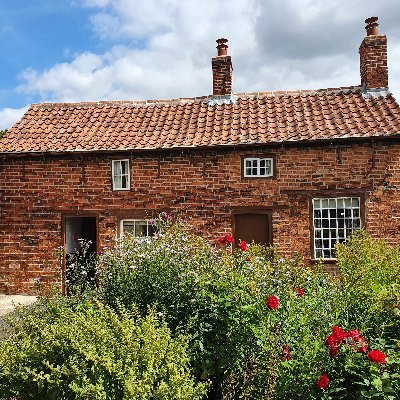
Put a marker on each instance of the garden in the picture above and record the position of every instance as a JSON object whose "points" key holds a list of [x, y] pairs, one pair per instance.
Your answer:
{"points": [[175, 317]]}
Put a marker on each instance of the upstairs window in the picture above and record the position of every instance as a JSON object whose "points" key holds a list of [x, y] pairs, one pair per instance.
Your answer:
{"points": [[257, 167], [137, 227], [120, 174], [334, 221]]}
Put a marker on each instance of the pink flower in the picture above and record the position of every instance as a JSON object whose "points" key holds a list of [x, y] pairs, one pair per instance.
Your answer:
{"points": [[323, 382], [377, 356], [333, 351], [227, 239], [286, 354], [243, 245], [272, 302]]}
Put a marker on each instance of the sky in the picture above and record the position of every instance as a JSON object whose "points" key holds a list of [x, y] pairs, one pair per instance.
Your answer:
{"points": [[91, 50]]}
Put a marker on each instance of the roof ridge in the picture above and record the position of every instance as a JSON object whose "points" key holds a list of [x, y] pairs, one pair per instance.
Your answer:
{"points": [[186, 100]]}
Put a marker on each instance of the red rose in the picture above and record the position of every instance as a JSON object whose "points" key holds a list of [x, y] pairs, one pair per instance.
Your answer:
{"points": [[377, 356], [340, 333], [222, 240], [323, 382], [273, 302], [227, 239], [332, 341], [333, 351], [286, 354]]}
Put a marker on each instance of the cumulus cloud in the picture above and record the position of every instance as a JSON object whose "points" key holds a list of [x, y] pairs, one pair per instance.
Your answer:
{"points": [[9, 116], [163, 48]]}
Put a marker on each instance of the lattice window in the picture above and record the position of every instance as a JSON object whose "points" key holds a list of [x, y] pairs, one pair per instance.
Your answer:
{"points": [[258, 167], [121, 175], [334, 220], [138, 227]]}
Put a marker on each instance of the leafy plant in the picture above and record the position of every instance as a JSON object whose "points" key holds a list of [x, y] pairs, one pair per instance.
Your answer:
{"points": [[79, 349]]}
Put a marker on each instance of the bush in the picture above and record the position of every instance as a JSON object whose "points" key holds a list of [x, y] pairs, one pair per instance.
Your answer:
{"points": [[218, 299], [80, 349], [257, 324]]}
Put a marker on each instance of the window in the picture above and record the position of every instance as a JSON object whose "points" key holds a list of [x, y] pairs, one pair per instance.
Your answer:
{"points": [[334, 221], [257, 167], [138, 227], [120, 174]]}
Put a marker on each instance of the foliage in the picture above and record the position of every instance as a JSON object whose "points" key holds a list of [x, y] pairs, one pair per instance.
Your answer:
{"points": [[81, 270], [79, 349], [257, 326], [219, 298]]}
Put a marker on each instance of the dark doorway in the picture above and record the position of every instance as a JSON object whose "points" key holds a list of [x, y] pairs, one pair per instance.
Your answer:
{"points": [[78, 228], [252, 226], [80, 236]]}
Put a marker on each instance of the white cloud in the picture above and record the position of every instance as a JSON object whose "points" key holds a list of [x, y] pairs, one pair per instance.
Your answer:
{"points": [[163, 48], [9, 116]]}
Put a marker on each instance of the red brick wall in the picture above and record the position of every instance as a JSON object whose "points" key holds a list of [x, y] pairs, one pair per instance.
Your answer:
{"points": [[36, 192]]}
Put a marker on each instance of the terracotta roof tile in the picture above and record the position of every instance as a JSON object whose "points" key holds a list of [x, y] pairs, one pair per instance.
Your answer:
{"points": [[270, 117]]}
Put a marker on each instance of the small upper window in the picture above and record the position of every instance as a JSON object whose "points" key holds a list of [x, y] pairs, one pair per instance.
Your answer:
{"points": [[120, 173], [138, 227], [257, 167]]}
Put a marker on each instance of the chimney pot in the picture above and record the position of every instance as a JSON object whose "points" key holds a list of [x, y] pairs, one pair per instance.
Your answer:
{"points": [[372, 26], [222, 70], [373, 57], [222, 47]]}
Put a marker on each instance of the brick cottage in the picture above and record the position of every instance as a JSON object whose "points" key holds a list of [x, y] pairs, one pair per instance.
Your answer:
{"points": [[301, 170]]}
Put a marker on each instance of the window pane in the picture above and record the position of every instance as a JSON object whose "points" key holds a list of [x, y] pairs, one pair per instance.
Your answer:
{"points": [[117, 182], [128, 227], [117, 168], [139, 228], [339, 218]]}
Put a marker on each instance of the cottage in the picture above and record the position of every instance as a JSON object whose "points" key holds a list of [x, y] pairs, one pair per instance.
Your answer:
{"points": [[301, 170]]}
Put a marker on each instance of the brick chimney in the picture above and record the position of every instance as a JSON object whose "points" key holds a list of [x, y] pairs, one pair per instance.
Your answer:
{"points": [[222, 70], [373, 57]]}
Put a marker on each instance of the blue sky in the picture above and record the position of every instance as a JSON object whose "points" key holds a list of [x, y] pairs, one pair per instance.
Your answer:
{"points": [[81, 50]]}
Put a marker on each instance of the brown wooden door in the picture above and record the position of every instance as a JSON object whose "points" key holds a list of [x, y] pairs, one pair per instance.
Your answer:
{"points": [[252, 227]]}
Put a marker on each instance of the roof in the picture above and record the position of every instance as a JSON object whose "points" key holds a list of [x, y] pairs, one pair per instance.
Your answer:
{"points": [[256, 118]]}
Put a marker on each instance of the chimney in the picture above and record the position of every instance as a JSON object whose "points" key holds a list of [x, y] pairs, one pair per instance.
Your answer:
{"points": [[222, 70], [373, 57]]}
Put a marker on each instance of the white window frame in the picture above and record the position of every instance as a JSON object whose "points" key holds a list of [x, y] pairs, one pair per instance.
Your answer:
{"points": [[258, 166], [134, 221], [329, 227], [127, 175]]}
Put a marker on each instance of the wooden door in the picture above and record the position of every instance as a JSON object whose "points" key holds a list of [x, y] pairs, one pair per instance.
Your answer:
{"points": [[252, 226]]}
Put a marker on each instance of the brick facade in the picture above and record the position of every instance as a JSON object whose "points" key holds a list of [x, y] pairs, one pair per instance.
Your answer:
{"points": [[204, 186]]}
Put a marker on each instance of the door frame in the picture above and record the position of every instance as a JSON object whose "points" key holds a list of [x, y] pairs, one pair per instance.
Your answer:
{"points": [[64, 216], [253, 210]]}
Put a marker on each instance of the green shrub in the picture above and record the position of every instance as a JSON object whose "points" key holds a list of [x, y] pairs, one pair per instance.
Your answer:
{"points": [[218, 298], [80, 349], [370, 279]]}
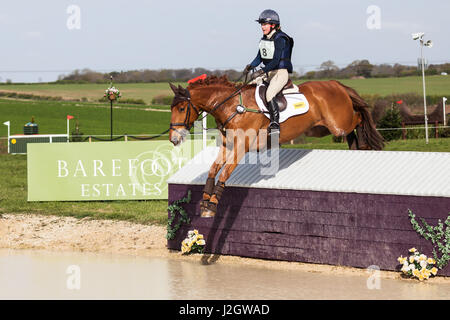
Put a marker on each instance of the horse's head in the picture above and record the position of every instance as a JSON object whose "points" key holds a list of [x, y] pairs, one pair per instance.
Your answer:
{"points": [[184, 113]]}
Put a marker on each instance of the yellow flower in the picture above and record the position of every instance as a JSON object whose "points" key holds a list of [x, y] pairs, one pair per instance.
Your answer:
{"points": [[401, 259], [434, 271]]}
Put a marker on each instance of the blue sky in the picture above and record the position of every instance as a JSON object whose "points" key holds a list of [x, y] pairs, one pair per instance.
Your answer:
{"points": [[136, 34]]}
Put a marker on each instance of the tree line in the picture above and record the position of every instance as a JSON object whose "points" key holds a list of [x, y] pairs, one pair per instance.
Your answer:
{"points": [[328, 69]]}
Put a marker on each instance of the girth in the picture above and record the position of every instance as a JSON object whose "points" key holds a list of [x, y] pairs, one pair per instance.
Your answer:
{"points": [[279, 98]]}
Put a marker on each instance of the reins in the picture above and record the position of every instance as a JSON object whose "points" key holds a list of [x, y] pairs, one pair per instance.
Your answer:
{"points": [[215, 108]]}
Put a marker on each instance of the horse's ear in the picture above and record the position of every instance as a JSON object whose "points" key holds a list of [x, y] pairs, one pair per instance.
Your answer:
{"points": [[183, 91], [174, 88]]}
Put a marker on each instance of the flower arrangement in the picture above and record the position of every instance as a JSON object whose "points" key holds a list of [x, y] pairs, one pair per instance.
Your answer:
{"points": [[112, 93], [193, 243], [418, 265]]}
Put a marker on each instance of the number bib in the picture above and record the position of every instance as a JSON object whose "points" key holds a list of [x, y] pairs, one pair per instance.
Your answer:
{"points": [[267, 49]]}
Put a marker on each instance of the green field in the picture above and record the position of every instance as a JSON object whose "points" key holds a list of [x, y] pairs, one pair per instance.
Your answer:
{"points": [[93, 92], [436, 85], [94, 120]]}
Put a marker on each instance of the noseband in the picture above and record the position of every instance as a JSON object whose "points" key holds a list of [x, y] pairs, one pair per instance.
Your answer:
{"points": [[185, 124]]}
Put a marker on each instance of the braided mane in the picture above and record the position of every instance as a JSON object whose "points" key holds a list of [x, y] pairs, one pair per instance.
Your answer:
{"points": [[212, 81]]}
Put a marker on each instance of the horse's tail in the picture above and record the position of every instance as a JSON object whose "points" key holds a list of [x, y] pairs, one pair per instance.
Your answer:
{"points": [[370, 134]]}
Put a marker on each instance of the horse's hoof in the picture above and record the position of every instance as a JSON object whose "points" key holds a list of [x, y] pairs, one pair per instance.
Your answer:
{"points": [[207, 213], [209, 210], [203, 204]]}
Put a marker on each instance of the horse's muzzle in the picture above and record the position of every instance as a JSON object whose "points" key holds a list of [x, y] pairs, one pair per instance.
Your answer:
{"points": [[178, 136]]}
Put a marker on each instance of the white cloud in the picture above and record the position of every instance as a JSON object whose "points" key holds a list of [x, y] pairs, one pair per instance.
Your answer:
{"points": [[33, 34]]}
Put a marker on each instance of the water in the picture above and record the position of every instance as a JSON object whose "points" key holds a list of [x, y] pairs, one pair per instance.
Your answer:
{"points": [[31, 274]]}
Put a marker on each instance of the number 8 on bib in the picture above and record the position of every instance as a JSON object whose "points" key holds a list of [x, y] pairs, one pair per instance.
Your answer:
{"points": [[266, 49]]}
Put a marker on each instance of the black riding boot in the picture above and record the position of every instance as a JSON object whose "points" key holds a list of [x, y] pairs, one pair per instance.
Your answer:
{"points": [[274, 126]]}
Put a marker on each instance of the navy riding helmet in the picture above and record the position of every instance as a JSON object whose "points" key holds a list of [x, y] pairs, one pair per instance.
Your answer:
{"points": [[269, 16]]}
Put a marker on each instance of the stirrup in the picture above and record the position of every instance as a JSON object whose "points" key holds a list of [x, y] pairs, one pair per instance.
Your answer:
{"points": [[274, 128]]}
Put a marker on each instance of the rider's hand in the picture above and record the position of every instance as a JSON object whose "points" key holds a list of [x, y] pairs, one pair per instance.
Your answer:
{"points": [[257, 74], [247, 69]]}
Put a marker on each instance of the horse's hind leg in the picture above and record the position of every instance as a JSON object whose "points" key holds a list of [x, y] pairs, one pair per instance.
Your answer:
{"points": [[233, 157], [352, 141], [213, 171]]}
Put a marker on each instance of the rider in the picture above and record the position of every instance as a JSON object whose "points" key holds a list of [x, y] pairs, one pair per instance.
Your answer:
{"points": [[275, 50]]}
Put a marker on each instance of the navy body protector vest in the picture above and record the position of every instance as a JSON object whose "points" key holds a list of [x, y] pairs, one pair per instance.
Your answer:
{"points": [[267, 50]]}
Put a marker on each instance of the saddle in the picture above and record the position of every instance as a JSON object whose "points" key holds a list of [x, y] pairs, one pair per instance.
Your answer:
{"points": [[279, 98]]}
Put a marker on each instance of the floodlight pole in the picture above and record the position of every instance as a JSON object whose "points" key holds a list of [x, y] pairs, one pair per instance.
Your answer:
{"points": [[424, 92], [444, 99], [204, 129], [8, 123]]}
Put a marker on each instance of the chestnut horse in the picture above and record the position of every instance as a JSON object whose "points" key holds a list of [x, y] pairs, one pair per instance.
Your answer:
{"points": [[334, 108]]}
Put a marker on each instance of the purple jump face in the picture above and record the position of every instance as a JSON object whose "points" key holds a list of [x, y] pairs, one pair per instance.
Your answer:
{"points": [[336, 228]]}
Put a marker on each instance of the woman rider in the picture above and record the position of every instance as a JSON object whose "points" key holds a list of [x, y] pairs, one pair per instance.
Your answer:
{"points": [[275, 50]]}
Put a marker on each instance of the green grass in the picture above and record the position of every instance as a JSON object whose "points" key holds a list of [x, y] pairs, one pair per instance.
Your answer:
{"points": [[94, 119], [326, 143], [436, 85], [93, 92]]}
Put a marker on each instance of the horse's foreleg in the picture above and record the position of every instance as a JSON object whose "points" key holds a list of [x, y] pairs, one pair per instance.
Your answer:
{"points": [[210, 181], [233, 157]]}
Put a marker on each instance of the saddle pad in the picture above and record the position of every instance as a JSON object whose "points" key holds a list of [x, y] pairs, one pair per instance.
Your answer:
{"points": [[296, 104]]}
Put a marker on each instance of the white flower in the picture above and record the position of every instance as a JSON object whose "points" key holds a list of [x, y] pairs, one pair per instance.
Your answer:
{"points": [[423, 264]]}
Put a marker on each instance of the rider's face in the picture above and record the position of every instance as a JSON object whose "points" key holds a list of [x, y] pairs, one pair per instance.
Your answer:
{"points": [[266, 28]]}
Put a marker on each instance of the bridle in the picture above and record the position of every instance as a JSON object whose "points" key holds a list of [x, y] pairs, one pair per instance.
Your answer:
{"points": [[185, 124], [188, 126]]}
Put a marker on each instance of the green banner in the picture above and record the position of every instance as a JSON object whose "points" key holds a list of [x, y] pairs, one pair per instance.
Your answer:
{"points": [[105, 170]]}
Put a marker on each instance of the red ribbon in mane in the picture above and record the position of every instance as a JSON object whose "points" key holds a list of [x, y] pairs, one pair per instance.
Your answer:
{"points": [[202, 77]]}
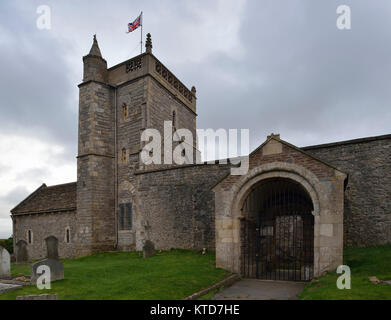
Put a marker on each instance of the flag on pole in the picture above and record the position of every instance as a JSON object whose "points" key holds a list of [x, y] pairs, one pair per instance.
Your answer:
{"points": [[135, 24]]}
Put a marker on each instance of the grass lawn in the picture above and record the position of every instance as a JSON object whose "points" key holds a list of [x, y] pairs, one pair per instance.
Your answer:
{"points": [[170, 275], [363, 264]]}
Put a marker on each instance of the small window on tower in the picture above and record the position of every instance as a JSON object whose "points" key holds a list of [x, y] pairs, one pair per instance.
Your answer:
{"points": [[123, 155], [67, 235], [124, 111], [122, 217], [30, 237]]}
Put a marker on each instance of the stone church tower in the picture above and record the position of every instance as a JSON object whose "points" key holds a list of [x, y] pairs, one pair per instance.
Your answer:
{"points": [[116, 105]]}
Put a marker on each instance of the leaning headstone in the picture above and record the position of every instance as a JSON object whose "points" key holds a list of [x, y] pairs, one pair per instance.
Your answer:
{"points": [[148, 249], [39, 297], [5, 264], [56, 270], [52, 247], [21, 251]]}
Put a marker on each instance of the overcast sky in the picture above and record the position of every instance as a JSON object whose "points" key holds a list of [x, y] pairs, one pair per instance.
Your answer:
{"points": [[270, 66]]}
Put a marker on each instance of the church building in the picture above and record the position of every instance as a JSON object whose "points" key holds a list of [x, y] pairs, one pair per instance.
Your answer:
{"points": [[288, 218]]}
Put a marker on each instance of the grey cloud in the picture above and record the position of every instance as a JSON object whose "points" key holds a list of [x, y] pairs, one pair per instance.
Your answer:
{"points": [[15, 196]]}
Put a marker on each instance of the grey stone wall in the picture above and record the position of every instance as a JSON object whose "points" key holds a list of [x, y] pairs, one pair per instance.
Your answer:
{"points": [[95, 170], [177, 206], [367, 214], [43, 225]]}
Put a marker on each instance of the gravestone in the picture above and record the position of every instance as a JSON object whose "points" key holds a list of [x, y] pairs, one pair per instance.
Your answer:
{"points": [[56, 270], [52, 247], [21, 251], [148, 249], [5, 264]]}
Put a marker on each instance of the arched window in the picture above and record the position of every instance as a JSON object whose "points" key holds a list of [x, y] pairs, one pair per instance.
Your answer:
{"points": [[124, 112], [123, 155], [29, 237]]}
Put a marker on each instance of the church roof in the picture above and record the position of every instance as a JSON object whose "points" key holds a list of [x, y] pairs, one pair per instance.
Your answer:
{"points": [[48, 199]]}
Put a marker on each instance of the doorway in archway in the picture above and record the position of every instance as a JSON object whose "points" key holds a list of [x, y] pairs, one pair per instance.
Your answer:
{"points": [[277, 232]]}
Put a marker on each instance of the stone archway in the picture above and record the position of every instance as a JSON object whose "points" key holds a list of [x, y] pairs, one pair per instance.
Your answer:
{"points": [[327, 211], [277, 232]]}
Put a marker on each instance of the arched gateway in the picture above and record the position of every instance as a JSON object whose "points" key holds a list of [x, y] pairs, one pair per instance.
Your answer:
{"points": [[283, 220]]}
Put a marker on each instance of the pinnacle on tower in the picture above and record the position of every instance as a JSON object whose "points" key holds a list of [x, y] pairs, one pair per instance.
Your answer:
{"points": [[148, 44], [95, 51]]}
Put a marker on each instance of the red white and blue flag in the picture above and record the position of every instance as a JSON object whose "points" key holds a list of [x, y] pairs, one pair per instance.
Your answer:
{"points": [[135, 24]]}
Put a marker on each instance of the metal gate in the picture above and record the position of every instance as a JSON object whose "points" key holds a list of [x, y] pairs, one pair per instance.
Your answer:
{"points": [[277, 232]]}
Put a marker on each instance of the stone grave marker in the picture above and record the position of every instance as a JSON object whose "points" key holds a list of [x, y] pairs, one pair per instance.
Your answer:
{"points": [[21, 251], [56, 270], [5, 264], [148, 249]]}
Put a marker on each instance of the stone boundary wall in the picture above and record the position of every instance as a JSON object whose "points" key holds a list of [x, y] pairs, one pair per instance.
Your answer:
{"points": [[178, 206], [367, 213]]}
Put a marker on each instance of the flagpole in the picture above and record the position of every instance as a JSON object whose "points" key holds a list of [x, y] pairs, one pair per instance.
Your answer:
{"points": [[142, 22]]}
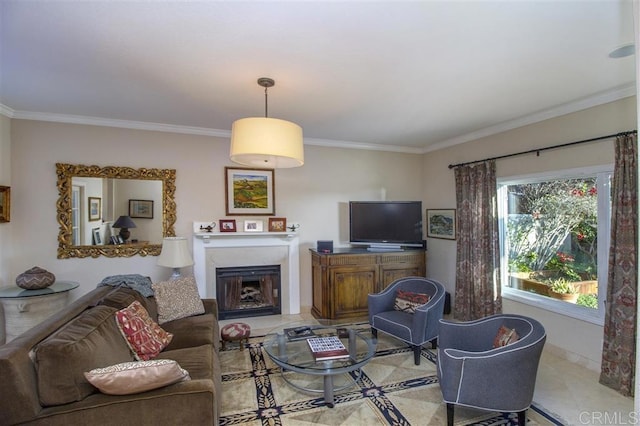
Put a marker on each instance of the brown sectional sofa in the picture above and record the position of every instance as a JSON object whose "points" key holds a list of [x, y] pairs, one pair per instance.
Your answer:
{"points": [[41, 371]]}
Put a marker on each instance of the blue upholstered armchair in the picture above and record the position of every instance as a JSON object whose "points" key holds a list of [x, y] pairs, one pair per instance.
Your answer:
{"points": [[473, 373], [414, 328]]}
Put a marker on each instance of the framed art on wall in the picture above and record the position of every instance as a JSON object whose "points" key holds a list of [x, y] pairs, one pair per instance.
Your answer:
{"points": [[249, 192], [5, 203], [441, 223], [95, 208], [227, 225], [277, 224], [141, 209]]}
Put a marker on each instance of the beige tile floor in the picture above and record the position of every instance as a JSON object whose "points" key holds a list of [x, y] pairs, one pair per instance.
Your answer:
{"points": [[563, 388]]}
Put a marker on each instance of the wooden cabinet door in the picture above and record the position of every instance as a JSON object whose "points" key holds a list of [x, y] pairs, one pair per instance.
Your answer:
{"points": [[350, 286], [390, 273]]}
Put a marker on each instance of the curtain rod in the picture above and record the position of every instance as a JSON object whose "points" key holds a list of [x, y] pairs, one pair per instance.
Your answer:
{"points": [[538, 150]]}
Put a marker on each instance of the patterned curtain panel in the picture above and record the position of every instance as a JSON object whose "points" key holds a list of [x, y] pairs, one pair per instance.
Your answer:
{"points": [[477, 292], [619, 348]]}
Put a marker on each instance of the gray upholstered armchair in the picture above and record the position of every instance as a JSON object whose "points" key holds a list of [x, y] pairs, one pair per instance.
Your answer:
{"points": [[469, 365], [415, 328]]}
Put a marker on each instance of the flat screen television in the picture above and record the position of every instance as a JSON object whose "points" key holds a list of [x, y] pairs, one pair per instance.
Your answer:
{"points": [[385, 224]]}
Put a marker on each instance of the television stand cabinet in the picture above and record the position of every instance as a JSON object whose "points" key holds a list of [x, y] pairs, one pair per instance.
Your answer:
{"points": [[342, 279]]}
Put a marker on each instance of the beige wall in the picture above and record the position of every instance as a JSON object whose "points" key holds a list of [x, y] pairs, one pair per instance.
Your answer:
{"points": [[314, 195], [5, 180], [585, 344]]}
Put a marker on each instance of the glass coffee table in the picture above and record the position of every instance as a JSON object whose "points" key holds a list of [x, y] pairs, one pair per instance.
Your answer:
{"points": [[292, 353]]}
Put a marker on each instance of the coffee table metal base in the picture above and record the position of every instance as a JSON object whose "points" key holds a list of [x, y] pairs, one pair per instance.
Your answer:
{"points": [[328, 390]]}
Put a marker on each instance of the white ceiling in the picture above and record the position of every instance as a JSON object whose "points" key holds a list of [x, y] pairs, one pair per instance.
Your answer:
{"points": [[407, 76]]}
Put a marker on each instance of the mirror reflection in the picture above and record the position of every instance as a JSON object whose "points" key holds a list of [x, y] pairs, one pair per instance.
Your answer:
{"points": [[114, 211], [102, 201]]}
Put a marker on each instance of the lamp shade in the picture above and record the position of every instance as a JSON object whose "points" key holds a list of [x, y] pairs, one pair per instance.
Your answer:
{"points": [[124, 222], [267, 142], [175, 253]]}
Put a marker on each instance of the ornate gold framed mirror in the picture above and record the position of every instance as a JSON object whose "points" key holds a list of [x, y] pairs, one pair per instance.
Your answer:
{"points": [[91, 198]]}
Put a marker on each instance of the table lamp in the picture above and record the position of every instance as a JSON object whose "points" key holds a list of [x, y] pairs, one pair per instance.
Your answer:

→ **WORK TO COMPLETE**
Quote verbatim the line containing "Put a marker on each instance of the mirror" and every line after it through the end of the records above.

→ **EXPECTED ANSWER**
Put a marker on each instance of the mirror reflection in the picture above and record the position of every instance as a JSON object whose "points" key holds a list of [x, y] pairs, one pair per instance.
Your answer:
{"points": [[114, 211], [102, 201]]}
Put a marker on each instance of the lamp shade in the picture above and record the position of every instance as a JSON object whose "points" key holds a list of [x, y] pairs, one pair per instance.
Your answer:
{"points": [[124, 222], [267, 142], [175, 253]]}
Put a marker on each instance of the ornate gold framed mirror in the picture above and record the position of every instance as a JSON object whose "points" key holds a list of [x, y] pairs, one pair per instance.
Your answer:
{"points": [[91, 198]]}
Put a marker on each instance of the table lamp in the picture above and record the position of every instance as a JSON object whose "points" key holds a list of [x, y] pairs, one pair per instance.
Your answer:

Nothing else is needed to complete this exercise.